- Required action
Word for word, give the data again without its pictures.

- Exercise input

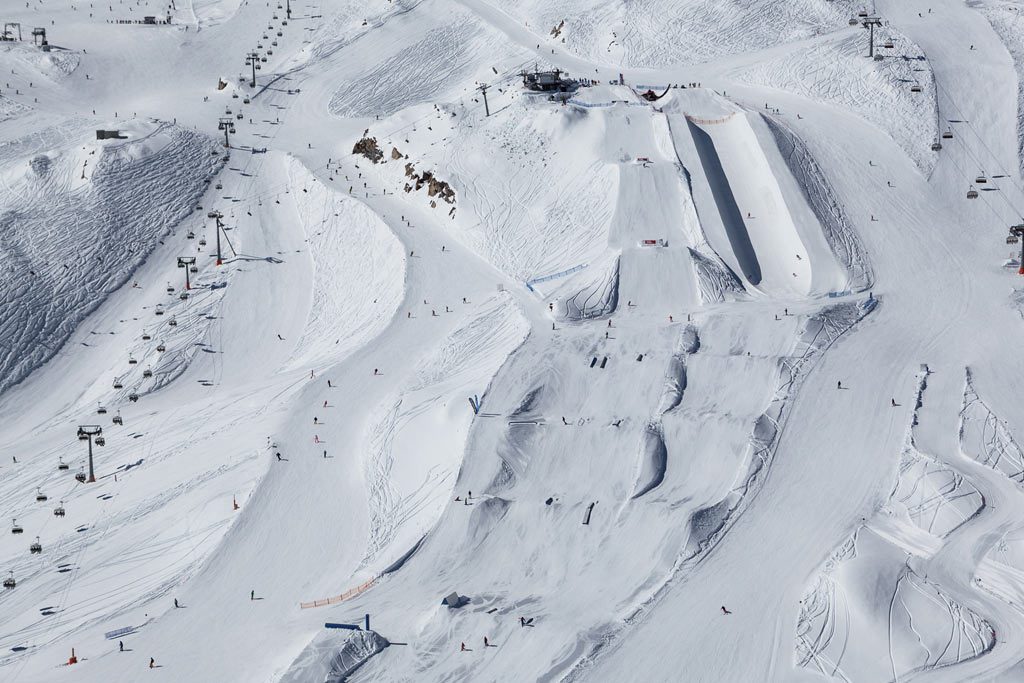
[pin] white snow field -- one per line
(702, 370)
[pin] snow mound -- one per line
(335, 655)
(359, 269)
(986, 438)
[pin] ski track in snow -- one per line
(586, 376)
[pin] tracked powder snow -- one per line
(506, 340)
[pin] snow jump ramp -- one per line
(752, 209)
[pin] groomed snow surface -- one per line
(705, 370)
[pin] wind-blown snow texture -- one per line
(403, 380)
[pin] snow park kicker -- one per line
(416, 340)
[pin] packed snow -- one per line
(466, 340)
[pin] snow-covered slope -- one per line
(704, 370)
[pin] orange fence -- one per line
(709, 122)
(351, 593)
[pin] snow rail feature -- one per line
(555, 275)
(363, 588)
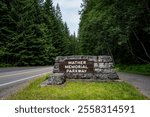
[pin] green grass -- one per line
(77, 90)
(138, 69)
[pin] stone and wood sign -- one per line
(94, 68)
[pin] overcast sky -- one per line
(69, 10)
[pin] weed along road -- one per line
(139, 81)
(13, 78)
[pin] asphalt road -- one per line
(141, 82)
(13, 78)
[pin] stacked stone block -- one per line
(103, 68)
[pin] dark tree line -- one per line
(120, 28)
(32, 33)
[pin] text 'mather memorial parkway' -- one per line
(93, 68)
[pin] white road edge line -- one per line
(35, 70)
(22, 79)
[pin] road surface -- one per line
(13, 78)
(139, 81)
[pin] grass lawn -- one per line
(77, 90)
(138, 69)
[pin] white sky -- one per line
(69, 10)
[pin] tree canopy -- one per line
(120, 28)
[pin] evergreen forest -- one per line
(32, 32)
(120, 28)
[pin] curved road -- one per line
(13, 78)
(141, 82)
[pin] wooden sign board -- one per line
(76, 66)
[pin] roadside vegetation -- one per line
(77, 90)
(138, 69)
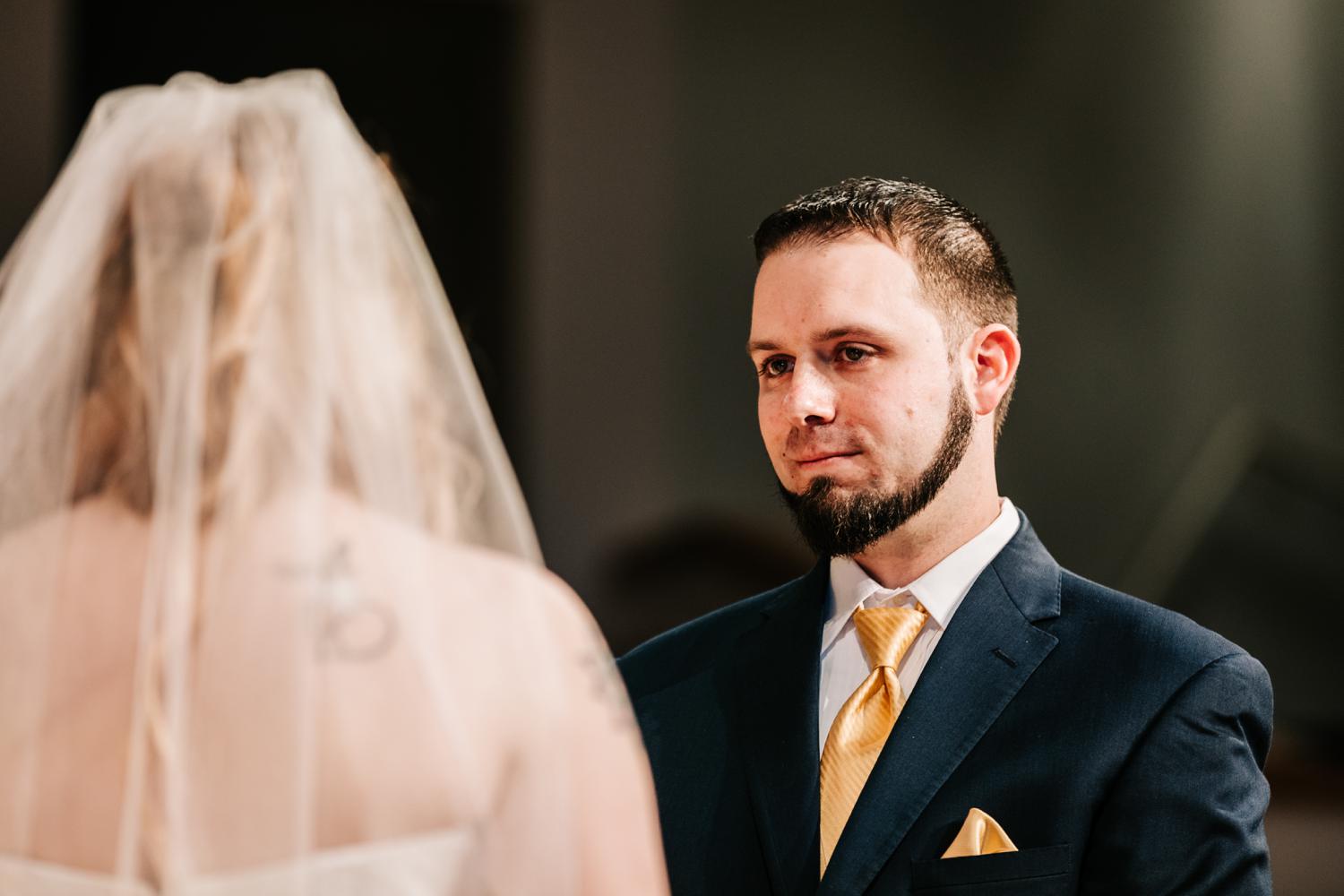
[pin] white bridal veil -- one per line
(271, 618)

- Response
[pin] white snow field -- one per line
(702, 370)
[pin] snow mound -- one per line
(335, 655)
(359, 269)
(986, 438)
[pin] ski track in snow -- one per line
(586, 376)
[pin] tracked powder snow -- one per line
(506, 340)
[pin] snow jump ramp -- one per line
(752, 209)
[pin] groomed snow surface -- one per line
(705, 370)
[pin] wind-blown snow texture -- one per line
(403, 380)
[pin] snow park kicker -- one per line
(416, 340)
[pin] packed snow -- one per line
(466, 340)
[pin] snow-covered slope -- one per line
(704, 370)
[pin] orange fence -- one per line
(709, 122)
(351, 593)
[pin] snow rail feature -- one per line
(555, 275)
(363, 588)
[pin] green grass -- one per line
(77, 90)
(138, 69)
[pin] stone and wood sign -- one per line
(94, 68)
[pin] overcast sky -- one per line
(69, 10)
[pin] weed along road -- one per line
(139, 81)
(13, 78)
[pin] asphalt road -- one per line
(141, 82)
(13, 78)
[pin] stacked stone block -- one per line
(103, 68)
[pin] dark tree line -- one per line
(120, 28)
(32, 33)
[pin] text 'mather memorial parkway' -- one per line
(93, 68)
[pin] white road edge line -- one per line
(35, 70)
(22, 79)
[pin] road surface -- one per line
(13, 78)
(139, 81)
[pin] grass lawn -- one per line
(77, 90)
(138, 69)
[pin] white sky -- one per line
(69, 10)
[pin] tree canopy -- one per line
(120, 28)
[pin] evergreen forest -- one per line
(32, 32)
(120, 28)
[pin] curved road -- one per line
(13, 78)
(141, 82)
[pin] wooden sign board -- one per line
(76, 66)
[pin] roadside vegetation -- one per line
(77, 90)
(138, 69)
[pin] white bridal veil -- one per line
(271, 618)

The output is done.